** Begin **
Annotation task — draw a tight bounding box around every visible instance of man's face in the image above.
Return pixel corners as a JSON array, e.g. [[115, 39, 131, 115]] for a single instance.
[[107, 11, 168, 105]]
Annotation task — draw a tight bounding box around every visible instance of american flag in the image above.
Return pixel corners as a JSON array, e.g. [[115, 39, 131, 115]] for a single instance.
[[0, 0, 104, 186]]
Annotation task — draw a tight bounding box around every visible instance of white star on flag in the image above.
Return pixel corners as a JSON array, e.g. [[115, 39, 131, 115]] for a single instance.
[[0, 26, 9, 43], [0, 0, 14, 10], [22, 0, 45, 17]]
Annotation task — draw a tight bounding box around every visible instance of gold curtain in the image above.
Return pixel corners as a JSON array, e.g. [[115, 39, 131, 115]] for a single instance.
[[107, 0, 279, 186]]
** End **
Your task: Could you copy every one of the records above word for word, without changing anything?

Output of the task:
Annotation task — draw a tight bounding box around every visible instance of man's face in the image above.
Return pixel corners as a JSON array, e.g. [[115, 39, 131, 115]] for a single instance.
[[107, 11, 168, 105]]
Annotation task — draw a tight bounding box around every visible instance of american flag in the image above.
Return pixel corners as a JSON array, e.g. [[115, 39, 131, 115]] for a single instance.
[[0, 0, 104, 186]]
Annotation task — draw a tight bounding box around every visible instance of white star on flag in the image above.
Return pixel corners as a JSON array, e.g. [[115, 39, 131, 115]] for a single instance.
[[0, 26, 9, 43], [0, 0, 14, 10], [22, 0, 45, 17]]
Annotation task — draw a tight bounding box around every visible instance of gold curtain in the image above.
Return pixel corners as a JSON array, e.g. [[115, 39, 131, 115]] for a single instance.
[[107, 0, 279, 186]]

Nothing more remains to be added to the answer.